- _EXERCISE DESCRIPTION_:
From the records below, find each line with the string "photo" and copy it.

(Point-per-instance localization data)
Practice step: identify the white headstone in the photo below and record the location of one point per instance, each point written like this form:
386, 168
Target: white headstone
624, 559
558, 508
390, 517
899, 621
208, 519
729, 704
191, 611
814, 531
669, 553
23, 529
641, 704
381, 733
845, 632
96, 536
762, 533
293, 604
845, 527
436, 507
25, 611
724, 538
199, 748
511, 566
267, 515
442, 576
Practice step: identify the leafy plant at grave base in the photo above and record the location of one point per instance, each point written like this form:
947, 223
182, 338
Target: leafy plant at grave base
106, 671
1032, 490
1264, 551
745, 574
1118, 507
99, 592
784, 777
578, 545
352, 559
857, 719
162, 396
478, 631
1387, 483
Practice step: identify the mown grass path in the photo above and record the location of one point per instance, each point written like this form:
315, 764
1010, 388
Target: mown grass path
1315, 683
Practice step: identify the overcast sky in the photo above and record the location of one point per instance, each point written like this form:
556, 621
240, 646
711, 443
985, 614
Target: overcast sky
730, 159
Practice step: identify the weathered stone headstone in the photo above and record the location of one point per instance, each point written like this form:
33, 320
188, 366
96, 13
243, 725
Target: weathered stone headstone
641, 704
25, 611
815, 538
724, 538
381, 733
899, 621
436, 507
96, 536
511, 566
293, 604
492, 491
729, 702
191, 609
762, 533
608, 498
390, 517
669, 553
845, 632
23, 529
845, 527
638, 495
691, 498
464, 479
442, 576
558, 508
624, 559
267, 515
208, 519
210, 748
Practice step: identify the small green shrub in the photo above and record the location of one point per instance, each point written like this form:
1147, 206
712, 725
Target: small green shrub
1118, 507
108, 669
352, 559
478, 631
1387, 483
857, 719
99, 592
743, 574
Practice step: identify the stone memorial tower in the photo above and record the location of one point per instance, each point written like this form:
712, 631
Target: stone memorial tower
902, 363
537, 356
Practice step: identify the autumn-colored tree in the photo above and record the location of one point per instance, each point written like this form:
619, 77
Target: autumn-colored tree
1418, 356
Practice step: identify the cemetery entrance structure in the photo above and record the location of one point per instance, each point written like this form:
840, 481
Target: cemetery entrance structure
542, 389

- _YOUR RESPONSE_:
Practice step: identify the white headstone in the photo below and record the location of one point per instance, each point written like this form:
Practice step: identify the leafy plant at grave base in the photo above and record the location of one point per instance, each point written like this form:
Practice step: identify the mown grass path in the photo above and record the location of one point per instance, each point written like this form:
Practice step: identify the overcast sky in the photo above and record the location of one point per instance, each point written like this form:
Practice step: identify the weathered stone headstone in the photo above and record the location of one point per instance, each point written like this form:
Practice step: identify the small green shrub in the photo above and record the location of one point per instance, each point written like this form:
Practice step: identify the stone memorial tower in the photo above and record the location of one point per instance, each point written like this form:
Practice step: identify the autumn-colored tree in the photo above and record the location of one point per instance, each point written like this form:
Practice step: identify the cemetery entrance structure in the photo above and record the location of one point per instance, each point written like this form:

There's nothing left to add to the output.